### WRITTEN PROBLEM
Copy out everything from the row containing "the stone minaret" down to the row containing "[[719, 577]]", replacing "utility box" with "electrical cabinet" and leaving the rest unchanged.

### EXTRACTED ENTRIES

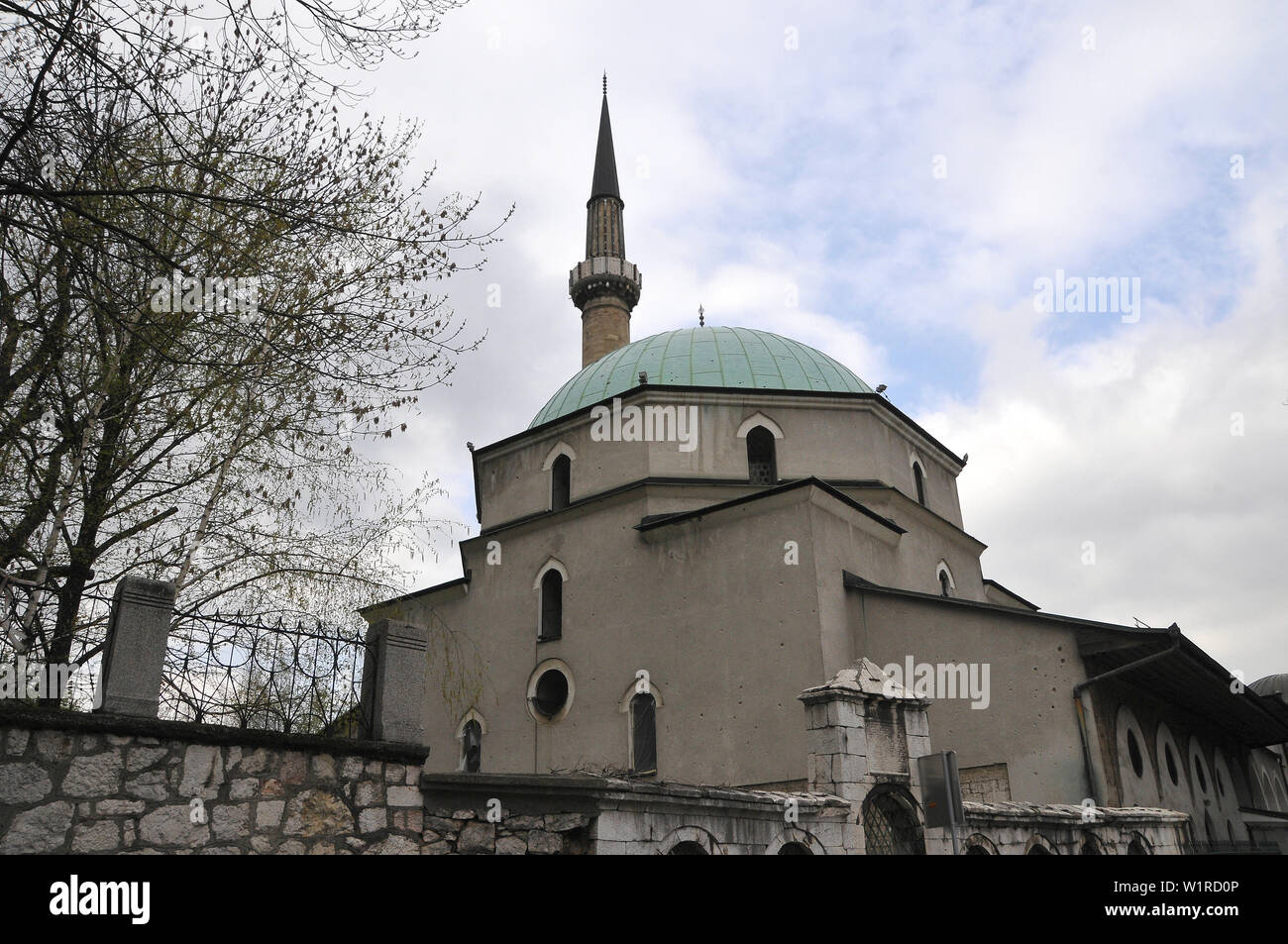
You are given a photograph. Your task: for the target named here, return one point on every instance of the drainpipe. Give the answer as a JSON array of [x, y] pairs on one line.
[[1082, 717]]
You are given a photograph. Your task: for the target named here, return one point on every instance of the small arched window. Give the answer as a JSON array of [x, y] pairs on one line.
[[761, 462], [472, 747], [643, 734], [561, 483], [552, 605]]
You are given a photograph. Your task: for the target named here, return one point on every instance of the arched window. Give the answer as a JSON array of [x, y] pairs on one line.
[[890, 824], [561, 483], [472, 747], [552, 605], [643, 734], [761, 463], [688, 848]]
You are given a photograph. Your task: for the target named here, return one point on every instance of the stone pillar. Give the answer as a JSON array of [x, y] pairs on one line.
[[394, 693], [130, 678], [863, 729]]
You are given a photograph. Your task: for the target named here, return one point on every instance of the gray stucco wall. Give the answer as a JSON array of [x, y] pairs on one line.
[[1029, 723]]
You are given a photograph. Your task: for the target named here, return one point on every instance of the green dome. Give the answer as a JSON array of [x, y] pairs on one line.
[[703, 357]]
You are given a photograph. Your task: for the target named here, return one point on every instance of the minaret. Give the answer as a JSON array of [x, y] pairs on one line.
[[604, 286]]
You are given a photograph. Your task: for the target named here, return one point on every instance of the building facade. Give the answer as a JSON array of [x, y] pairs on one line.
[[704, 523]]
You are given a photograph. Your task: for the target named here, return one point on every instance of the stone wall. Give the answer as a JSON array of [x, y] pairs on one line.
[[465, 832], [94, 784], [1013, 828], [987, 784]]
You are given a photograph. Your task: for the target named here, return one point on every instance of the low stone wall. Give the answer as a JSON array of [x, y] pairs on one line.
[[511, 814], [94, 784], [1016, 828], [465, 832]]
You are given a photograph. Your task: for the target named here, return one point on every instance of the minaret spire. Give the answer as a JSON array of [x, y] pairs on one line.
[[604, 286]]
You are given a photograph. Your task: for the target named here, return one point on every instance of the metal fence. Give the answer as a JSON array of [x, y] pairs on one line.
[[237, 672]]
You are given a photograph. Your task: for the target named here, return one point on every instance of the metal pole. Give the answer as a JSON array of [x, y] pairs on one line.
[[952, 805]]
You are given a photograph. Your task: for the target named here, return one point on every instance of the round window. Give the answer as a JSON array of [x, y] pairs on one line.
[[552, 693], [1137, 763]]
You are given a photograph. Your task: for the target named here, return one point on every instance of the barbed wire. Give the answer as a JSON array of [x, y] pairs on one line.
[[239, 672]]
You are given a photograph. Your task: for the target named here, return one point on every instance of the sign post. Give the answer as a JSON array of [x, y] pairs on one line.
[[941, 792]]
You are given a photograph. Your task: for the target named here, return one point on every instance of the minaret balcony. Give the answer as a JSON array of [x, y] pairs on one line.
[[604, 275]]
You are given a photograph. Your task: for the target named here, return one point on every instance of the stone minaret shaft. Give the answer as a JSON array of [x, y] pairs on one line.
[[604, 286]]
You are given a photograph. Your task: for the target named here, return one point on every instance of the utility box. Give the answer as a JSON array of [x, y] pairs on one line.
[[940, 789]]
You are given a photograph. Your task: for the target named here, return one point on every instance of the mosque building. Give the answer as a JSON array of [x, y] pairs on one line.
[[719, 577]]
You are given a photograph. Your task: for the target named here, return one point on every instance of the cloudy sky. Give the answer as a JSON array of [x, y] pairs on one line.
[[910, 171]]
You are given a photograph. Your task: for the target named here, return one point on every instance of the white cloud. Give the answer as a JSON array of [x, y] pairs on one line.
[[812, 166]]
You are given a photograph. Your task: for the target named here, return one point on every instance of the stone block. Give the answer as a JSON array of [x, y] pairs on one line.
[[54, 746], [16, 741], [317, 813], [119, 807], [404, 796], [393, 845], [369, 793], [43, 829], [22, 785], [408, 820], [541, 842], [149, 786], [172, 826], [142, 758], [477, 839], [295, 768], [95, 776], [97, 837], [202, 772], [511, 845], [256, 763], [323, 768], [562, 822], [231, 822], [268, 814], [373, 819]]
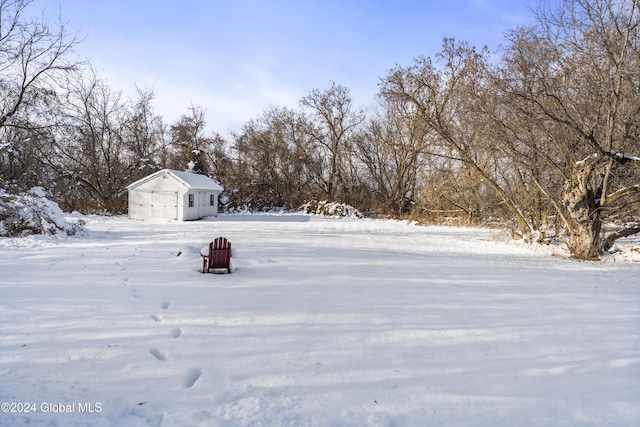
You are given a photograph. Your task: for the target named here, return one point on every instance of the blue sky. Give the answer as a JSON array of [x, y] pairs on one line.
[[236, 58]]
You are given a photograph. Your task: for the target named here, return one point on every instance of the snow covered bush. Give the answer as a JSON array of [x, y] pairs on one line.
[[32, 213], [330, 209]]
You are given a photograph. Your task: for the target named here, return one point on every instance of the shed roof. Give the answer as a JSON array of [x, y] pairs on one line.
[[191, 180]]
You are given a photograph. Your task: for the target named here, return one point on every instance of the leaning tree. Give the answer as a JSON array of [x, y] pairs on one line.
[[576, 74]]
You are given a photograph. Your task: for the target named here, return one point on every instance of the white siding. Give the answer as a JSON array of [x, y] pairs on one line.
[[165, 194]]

--

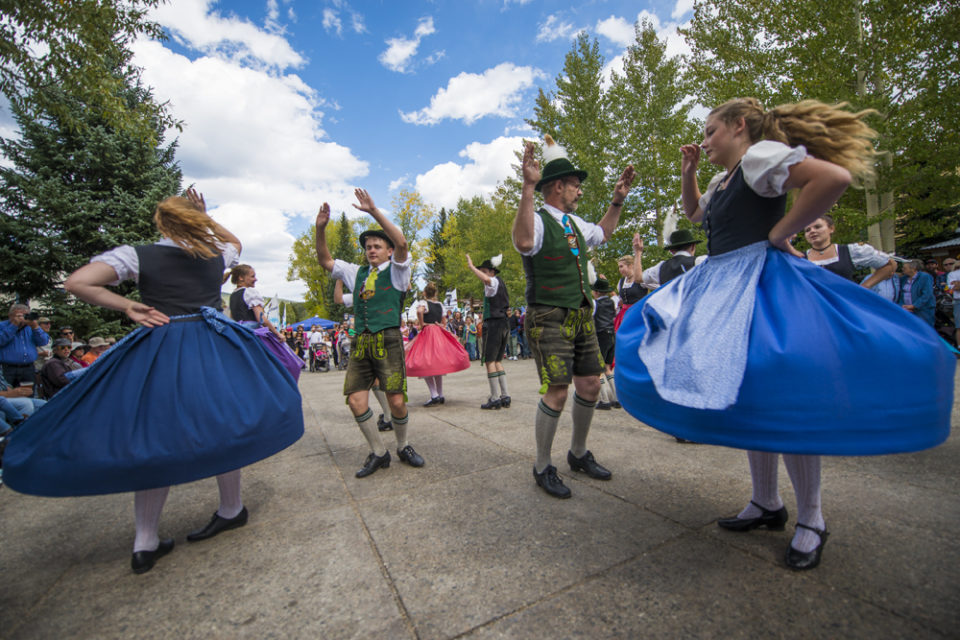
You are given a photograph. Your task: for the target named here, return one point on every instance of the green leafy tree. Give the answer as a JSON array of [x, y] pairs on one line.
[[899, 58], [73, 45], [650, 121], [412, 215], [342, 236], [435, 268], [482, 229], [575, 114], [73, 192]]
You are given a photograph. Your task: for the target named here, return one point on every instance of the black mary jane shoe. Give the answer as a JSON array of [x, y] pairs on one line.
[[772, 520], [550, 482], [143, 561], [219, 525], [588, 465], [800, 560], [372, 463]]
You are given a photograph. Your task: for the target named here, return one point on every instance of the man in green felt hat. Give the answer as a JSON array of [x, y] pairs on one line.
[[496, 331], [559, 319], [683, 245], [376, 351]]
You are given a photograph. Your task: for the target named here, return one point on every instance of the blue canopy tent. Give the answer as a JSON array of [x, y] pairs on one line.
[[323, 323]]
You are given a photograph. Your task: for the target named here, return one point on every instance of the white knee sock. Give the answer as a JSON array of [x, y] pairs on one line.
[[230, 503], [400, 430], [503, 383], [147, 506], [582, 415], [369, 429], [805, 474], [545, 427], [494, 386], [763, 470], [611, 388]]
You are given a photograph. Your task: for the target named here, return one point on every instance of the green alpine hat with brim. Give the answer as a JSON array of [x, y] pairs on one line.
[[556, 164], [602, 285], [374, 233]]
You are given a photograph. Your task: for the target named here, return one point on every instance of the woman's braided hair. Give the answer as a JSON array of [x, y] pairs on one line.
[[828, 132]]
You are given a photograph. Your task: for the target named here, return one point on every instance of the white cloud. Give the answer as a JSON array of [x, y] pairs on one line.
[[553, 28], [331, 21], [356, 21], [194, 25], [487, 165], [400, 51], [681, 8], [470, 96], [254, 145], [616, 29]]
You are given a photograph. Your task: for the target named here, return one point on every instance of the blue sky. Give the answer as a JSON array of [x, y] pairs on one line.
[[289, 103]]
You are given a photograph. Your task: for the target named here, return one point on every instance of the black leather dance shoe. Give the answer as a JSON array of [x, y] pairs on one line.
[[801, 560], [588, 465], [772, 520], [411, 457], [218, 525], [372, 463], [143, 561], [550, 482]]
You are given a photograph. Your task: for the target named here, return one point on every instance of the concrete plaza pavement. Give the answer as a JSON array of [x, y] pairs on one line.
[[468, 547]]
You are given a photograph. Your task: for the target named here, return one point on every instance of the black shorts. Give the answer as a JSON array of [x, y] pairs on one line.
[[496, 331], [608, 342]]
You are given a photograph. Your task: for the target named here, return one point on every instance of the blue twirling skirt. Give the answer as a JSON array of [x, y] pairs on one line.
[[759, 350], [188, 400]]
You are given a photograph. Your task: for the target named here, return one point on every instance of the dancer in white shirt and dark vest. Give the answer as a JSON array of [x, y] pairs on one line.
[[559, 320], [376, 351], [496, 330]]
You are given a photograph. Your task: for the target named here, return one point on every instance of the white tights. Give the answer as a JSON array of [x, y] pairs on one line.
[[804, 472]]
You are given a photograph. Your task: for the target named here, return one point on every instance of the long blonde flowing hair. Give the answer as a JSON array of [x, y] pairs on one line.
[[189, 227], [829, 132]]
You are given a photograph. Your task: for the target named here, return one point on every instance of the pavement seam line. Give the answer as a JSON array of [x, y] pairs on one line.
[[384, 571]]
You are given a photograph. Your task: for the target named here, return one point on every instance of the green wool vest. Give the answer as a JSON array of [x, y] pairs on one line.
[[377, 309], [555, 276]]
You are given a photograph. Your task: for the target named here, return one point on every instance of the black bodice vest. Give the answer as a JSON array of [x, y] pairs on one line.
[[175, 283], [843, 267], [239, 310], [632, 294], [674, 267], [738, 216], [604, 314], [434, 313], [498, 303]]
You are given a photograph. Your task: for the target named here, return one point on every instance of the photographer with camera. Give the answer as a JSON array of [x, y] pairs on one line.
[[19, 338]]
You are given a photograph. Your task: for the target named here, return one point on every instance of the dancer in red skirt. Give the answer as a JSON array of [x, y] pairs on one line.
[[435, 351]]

### WRITTEN RESPONSE
You are given a photograph. Your task: for the target named here, return one point on every instance of the stone minaret shaft. Give the answer as a JSON array of [x, y] pairs on one line.
[[604, 286]]
You are given a photograph. Your task: for the target named here, return one point on every instance of the electrical cabinet. Give the answer as a JSON array of [x, y] pairs on one line.
[[940, 789]]
You are given a photograph. Your task: for the target named here, return one point on every instance of the mosque building. Give the answer as a JSON array of [x, y] pairs on one line.
[[719, 577]]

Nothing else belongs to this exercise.